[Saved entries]
⁂

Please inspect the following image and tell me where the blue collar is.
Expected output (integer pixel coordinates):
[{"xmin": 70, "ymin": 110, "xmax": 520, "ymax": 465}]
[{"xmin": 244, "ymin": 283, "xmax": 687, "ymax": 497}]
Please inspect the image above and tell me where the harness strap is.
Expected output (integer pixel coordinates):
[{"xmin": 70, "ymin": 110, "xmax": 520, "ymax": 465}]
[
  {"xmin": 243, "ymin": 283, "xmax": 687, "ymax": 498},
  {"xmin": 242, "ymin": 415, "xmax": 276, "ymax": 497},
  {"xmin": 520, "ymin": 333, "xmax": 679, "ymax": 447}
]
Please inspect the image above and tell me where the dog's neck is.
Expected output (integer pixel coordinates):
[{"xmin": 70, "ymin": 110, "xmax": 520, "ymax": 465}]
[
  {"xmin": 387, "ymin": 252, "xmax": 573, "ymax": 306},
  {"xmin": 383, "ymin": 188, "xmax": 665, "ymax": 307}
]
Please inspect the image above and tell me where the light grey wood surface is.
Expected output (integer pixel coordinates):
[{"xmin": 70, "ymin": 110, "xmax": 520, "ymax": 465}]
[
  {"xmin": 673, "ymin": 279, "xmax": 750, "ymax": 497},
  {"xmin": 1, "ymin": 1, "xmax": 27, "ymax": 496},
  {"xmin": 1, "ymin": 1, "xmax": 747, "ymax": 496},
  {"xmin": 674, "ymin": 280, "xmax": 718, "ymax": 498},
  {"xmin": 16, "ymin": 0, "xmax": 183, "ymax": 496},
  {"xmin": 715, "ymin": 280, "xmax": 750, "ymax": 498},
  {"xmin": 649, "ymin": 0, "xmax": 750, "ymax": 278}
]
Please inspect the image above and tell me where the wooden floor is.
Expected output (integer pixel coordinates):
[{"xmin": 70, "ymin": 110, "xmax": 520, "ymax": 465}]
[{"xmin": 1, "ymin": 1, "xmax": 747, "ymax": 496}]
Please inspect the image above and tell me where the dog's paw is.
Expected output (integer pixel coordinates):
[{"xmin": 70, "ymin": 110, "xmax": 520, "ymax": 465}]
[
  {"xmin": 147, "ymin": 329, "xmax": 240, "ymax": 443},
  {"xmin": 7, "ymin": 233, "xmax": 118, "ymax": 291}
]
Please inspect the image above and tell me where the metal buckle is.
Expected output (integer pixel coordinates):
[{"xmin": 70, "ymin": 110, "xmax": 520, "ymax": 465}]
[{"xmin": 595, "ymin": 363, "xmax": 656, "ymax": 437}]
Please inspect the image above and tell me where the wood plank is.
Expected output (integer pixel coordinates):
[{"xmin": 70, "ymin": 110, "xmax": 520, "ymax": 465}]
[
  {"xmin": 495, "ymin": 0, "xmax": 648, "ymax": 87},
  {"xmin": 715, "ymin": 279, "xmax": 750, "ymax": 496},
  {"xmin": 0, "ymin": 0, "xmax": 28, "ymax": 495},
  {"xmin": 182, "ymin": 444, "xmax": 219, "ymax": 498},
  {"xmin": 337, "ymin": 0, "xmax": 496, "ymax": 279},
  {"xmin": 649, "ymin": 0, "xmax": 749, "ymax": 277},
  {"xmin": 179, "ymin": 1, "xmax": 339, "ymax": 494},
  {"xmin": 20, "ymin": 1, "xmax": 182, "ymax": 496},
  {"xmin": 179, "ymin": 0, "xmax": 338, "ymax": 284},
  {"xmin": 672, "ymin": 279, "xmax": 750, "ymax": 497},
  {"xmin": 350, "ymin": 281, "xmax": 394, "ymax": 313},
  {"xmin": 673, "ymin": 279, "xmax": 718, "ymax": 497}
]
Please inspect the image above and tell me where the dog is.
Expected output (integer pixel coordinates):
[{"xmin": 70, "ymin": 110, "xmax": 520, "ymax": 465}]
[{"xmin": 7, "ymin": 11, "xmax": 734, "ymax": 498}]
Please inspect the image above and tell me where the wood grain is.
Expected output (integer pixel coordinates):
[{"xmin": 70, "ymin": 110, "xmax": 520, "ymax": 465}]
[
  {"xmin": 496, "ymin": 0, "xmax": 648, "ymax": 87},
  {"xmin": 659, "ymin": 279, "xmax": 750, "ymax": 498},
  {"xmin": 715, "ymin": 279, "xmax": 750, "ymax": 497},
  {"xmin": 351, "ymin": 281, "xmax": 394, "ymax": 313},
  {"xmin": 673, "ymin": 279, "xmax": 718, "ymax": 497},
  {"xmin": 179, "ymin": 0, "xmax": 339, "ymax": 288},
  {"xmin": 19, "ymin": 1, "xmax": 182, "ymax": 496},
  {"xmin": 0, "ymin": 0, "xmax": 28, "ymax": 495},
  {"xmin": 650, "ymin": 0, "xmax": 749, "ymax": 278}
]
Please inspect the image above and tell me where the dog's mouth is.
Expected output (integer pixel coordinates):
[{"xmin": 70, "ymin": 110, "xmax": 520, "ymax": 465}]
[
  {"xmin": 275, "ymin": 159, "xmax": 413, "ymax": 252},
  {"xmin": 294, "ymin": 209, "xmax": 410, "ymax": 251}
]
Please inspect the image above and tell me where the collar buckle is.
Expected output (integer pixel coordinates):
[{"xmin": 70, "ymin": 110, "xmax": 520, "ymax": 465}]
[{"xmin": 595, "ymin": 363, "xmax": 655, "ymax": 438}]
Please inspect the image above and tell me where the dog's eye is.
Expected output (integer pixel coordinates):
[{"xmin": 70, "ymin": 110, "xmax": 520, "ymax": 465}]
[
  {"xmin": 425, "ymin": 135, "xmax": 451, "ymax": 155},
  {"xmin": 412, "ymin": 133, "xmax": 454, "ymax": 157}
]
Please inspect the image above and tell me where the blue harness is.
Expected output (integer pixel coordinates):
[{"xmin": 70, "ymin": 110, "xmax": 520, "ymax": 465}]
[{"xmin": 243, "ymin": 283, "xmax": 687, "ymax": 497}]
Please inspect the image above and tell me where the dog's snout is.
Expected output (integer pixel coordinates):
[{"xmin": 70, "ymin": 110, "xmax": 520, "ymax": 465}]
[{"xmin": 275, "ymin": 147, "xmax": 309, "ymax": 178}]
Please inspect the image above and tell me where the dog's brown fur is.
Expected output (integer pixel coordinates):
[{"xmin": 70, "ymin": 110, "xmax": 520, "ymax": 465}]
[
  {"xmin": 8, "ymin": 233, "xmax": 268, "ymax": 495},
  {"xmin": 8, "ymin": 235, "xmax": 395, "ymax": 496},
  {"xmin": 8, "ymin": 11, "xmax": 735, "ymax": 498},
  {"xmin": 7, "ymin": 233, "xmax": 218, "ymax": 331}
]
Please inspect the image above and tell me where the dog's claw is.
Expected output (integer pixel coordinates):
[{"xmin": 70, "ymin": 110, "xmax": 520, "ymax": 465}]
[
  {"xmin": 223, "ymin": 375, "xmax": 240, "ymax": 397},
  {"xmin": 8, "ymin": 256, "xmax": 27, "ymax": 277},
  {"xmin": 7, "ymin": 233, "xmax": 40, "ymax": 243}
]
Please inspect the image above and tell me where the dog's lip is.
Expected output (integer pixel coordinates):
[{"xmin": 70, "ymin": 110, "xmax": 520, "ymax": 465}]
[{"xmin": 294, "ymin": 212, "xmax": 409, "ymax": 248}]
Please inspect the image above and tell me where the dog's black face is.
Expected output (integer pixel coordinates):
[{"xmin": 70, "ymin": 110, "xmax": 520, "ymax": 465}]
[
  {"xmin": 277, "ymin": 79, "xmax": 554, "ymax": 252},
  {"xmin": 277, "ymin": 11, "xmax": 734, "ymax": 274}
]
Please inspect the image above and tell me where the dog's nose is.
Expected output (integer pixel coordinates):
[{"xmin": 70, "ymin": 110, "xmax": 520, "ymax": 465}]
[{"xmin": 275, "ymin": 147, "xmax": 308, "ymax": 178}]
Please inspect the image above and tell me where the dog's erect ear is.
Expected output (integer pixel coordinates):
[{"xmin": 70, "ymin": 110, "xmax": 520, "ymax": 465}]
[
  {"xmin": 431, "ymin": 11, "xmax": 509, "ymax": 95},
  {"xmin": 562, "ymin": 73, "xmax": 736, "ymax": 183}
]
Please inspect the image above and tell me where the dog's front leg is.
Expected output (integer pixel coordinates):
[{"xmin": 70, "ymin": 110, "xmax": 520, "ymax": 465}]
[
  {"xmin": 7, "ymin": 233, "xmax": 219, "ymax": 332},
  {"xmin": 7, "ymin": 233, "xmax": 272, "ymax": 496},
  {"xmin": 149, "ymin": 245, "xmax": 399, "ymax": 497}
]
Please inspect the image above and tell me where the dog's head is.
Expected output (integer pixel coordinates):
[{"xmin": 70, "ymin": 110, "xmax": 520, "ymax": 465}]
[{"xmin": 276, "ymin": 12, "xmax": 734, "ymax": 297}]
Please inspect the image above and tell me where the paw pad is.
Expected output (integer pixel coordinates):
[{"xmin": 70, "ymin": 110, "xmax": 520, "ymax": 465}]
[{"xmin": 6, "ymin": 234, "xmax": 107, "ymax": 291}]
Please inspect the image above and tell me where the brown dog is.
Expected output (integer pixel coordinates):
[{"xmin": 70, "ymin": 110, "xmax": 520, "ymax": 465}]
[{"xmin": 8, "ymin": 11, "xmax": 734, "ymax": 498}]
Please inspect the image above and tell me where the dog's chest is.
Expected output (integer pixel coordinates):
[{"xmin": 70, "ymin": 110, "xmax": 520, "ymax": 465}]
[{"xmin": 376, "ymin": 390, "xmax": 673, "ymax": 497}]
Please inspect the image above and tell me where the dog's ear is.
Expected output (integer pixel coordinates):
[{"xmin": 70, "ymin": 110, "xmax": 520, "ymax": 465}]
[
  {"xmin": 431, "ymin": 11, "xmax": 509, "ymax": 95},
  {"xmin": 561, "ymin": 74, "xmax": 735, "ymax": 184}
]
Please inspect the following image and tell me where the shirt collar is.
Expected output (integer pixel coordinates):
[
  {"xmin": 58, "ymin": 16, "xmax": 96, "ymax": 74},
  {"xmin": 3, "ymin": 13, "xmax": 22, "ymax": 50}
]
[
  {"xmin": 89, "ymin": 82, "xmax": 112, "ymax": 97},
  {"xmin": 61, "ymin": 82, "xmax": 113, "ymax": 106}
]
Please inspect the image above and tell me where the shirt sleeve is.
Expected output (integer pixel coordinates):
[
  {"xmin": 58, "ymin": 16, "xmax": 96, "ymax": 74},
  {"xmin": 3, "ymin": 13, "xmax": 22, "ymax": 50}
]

⁂

▸ **Work required**: Of all the entries above, output exactly the lines between the one holding "wood grain is." and the one holding "Please inspect the image above and tell me where the collar", inclusive.

▸ **Answer space**:
Please inspect the image above and tell me where the wood grain is.
Expected output (integer pixel coordinates):
[{"xmin": 70, "ymin": 110, "xmax": 520, "ymax": 465}]
[
  {"xmin": 496, "ymin": 0, "xmax": 648, "ymax": 87},
  {"xmin": 659, "ymin": 279, "xmax": 750, "ymax": 498},
  {"xmin": 715, "ymin": 279, "xmax": 750, "ymax": 497},
  {"xmin": 351, "ymin": 281, "xmax": 394, "ymax": 313},
  {"xmin": 673, "ymin": 279, "xmax": 718, "ymax": 497},
  {"xmin": 179, "ymin": 0, "xmax": 339, "ymax": 288},
  {"xmin": 19, "ymin": 1, "xmax": 182, "ymax": 496},
  {"xmin": 0, "ymin": 0, "xmax": 28, "ymax": 495},
  {"xmin": 650, "ymin": 0, "xmax": 749, "ymax": 278}
]
Please inspect the image above and tell me where the dog's mouth is.
Expected output (integer pixel coordinates):
[{"xmin": 70, "ymin": 110, "xmax": 520, "ymax": 465}]
[
  {"xmin": 275, "ymin": 159, "xmax": 413, "ymax": 252},
  {"xmin": 294, "ymin": 209, "xmax": 410, "ymax": 251}
]
Please inspect the image above and tell me where the collar buckle is.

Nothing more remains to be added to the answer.